▸ REQUEST
Reproduce every one of the data entries below verbatim, with no changes to wording, order, or line breaks.

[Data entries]
>> START
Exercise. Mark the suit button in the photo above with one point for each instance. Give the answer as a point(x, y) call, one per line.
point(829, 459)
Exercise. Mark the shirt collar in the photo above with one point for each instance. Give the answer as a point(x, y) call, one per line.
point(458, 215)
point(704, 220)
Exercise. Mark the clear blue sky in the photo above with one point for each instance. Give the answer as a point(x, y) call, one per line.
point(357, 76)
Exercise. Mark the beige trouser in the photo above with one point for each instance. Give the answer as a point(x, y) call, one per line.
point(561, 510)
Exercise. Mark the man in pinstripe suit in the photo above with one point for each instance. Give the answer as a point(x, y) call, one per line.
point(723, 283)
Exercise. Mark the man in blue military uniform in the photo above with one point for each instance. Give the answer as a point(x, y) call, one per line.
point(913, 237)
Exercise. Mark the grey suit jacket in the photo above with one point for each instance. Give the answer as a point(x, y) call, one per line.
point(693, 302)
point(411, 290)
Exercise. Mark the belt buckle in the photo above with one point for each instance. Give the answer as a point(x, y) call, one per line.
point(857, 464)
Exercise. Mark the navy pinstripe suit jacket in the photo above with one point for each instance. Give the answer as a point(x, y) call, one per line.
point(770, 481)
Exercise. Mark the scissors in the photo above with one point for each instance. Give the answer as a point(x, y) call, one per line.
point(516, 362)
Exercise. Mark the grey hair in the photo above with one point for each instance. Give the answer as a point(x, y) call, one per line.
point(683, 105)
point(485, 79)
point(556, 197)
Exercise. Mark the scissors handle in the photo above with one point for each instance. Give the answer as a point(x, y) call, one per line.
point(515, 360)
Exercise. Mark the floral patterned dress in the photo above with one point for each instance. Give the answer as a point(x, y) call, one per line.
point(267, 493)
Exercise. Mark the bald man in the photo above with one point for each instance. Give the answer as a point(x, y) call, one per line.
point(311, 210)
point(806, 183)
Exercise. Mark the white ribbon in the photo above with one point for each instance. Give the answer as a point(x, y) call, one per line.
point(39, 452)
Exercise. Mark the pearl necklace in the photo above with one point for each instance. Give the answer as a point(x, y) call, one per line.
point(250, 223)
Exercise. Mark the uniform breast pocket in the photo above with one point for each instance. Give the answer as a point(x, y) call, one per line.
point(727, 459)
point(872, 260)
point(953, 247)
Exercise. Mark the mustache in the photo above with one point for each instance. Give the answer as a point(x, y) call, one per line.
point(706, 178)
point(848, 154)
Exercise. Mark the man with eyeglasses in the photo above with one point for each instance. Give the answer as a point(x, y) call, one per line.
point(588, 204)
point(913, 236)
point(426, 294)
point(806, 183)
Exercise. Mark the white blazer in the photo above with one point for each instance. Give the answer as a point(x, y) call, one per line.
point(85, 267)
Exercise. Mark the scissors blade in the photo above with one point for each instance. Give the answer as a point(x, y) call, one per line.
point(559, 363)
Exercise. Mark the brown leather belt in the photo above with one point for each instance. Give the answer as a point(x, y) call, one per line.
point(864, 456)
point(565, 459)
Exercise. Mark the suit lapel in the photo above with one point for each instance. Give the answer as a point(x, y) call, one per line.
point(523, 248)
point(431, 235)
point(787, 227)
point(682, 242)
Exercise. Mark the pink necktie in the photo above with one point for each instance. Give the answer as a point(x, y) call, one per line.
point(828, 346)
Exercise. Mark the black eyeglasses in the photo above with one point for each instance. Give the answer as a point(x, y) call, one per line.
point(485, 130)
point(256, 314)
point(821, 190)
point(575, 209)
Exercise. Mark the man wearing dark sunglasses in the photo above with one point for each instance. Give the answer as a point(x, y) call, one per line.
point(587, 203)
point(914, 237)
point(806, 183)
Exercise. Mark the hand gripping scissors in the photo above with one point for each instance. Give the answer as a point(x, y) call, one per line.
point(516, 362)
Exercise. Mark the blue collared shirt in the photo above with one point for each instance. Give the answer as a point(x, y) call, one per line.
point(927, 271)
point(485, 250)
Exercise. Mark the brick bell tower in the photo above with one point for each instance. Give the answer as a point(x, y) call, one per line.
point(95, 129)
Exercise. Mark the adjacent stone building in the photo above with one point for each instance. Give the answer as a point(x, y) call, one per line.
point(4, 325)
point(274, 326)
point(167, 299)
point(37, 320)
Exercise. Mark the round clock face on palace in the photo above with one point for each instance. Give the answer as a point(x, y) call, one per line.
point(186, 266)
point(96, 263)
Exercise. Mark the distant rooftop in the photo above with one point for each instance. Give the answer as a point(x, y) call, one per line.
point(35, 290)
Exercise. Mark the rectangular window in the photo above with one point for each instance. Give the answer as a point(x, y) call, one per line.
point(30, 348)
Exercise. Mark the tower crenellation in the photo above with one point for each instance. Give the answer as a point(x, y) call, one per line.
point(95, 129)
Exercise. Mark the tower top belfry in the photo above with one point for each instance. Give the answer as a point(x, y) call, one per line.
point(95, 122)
>> END
▸ FINAL ANSWER
Exercise. Mark the suit button in the photo above with one point for each instance. Give the answer as a point(x, y) call, one per line.
point(829, 459)
Exercise. Mark the shirt collar in the photo above with one point for each instance. Give the answer as a point(x, y) call, one per line.
point(458, 215)
point(704, 220)
Exercise. Mark the clear blue sky in the photo above with one point for each instance. Give the answer as a point(x, y) call, one per line.
point(357, 76)
Exercise. Mark the beige trouser in the photo above with one point for each instance. Give the answer as a point(x, y) call, one per line.
point(561, 510)
Exercise. Mark the man in pinstripe suit in the photo above with one point for each instance. Give the answer as a point(x, y) call, one per line.
point(723, 283)
Exercise. Mark the man in blue military uniform in the photo above with one point for each instance. Give the answer as a point(x, y) call, one per line.
point(913, 237)
Exercise. Mark the grey suit jacket in the photo above with one point for each instance. Give the answer as a point(x, y) call, one per line.
point(693, 302)
point(411, 290)
Exercise. Mark the belt buckle in the photo above with one point for each instance. Give the answer as a point(x, y) call, one per line.
point(857, 464)
Exercise. Mark the navy pinstripe suit jacket in the photo above with one point for each instance. Give the answer as a point(x, y) call, one per line.
point(770, 481)
Exercise. Mark the scissors in the photo above with one point for each instance. Give the answer as a point(x, y) call, one per line.
point(516, 362)
Exercise. Mark the grey hair in the photo above with one point for each instance. Give the answer as a point(x, y) call, one per line.
point(683, 105)
point(485, 79)
point(556, 197)
Exercise. Mark the scissors handle in the photo above with one point for each instance. Give the answer as a point(x, y) call, one per line.
point(515, 360)
Exercise. Mark the floral patterned dress in the photo above with one point for each instance. Give the answer as a point(x, y) call, one per line.
point(267, 493)
Exercise. Mark the bald man in the photo above with one point for each instance. Give the answer as a point(x, y) call, one per line.
point(311, 210)
point(806, 183)
Exercise. Mark the white ribbon in the photo above with one point for each instance. Give the answer as a point(x, y) call, one per line.
point(39, 452)
Exercise. Mark the pearl necklace in the photo above with one point for each instance. Give the answer as a point(x, y) call, one per line.
point(250, 223)
Exercise. Mark the uniform breast pocket in the photo above with one point for each instance. Give the answer as a point(x, y) call, one per line.
point(727, 459)
point(872, 260)
point(953, 247)
Exercise. Mark the mustache in the photo above with one point for each instance. Give the answer as a point(x, y) call, one per line.
point(706, 178)
point(848, 154)
Exercise. Mark the man with eyeglasses in the photo above with one point for each instance. Give the answer as a point(x, y) call, one per line.
point(588, 204)
point(913, 236)
point(426, 294)
point(806, 183)
Exercise. Mark the white blazer in the photo above with one point for each instance. Give the answer as a point(x, y) call, one per line.
point(85, 267)
Exercise. Mark the scissors blade in the photo above with one point for each instance. Give the answer as a point(x, y) call, one per line.
point(559, 363)
Exercise. Mark the brown leather belt in the photo above with one point for each instance. Give the answer as a point(x, y) call, one per line.
point(864, 456)
point(565, 459)
Exercise. Mark the suit lapel in the photo above with one point for each instance. Give the answer as a point(x, y) call, one per line.
point(523, 248)
point(431, 235)
point(787, 227)
point(682, 242)
Exercise. Mark the pink necktie in the photo above with one point for each instance. Give the answer as a point(x, y) call, one per line.
point(828, 346)
Exercise. Mark the black eyeglasses in the photo above with one point for each instance. Give the answer as a point(x, y) call, one per line.
point(485, 130)
point(256, 314)
point(821, 190)
point(575, 209)
Exercise. Mark the man wearing dark sunglasses in the photo above with one point for each instance. Give the answer as a point(x, y) call, one per line.
point(587, 203)
point(914, 237)
point(806, 183)
Exercise. Mark the hand gripping scissors in the photo above with one point for each instance. Give the answer as a point(x, y) call, one per line.
point(516, 362)
Exercise. Mark the blue collared shirt in the photo above with one point for each instance. Give the answer as a point(x, y) call, one per line.
point(927, 271)
point(485, 250)
Exercise. Mark the brick bell tower in the photo above with one point for each instance. Give the answer as a point(x, y) call, one per line.
point(95, 129)
Exercise. Mark the adjacent stone building in the photo above with one point for each instance. Give the answer as a point(x, y) call, one per line.
point(4, 325)
point(274, 326)
point(167, 299)
point(37, 320)
Exercise. Mark the round clock face on palace in the photo above with one point for each instance. Give the answer as a point(x, y) call, one per line.
point(186, 266)
point(96, 263)
Exercise. Mark the distant rooftop in the photo above with one point for each instance. Give the answer as a point(x, y) call, one per line.
point(35, 290)
Exercise. Mark the rectangular window in the photo above with one point for each instance. Give the answer as a point(x, y) call, one per line.
point(30, 348)
Exercise. Mark the tower crenellation in the photo above with one point for each instance. Give the answer as a point(x, y) call, one per line.
point(95, 129)
Exercise. Mark the tower top belfry in the photo above with one point for each instance. Give the answer as a point(x, y) call, one per line.
point(95, 122)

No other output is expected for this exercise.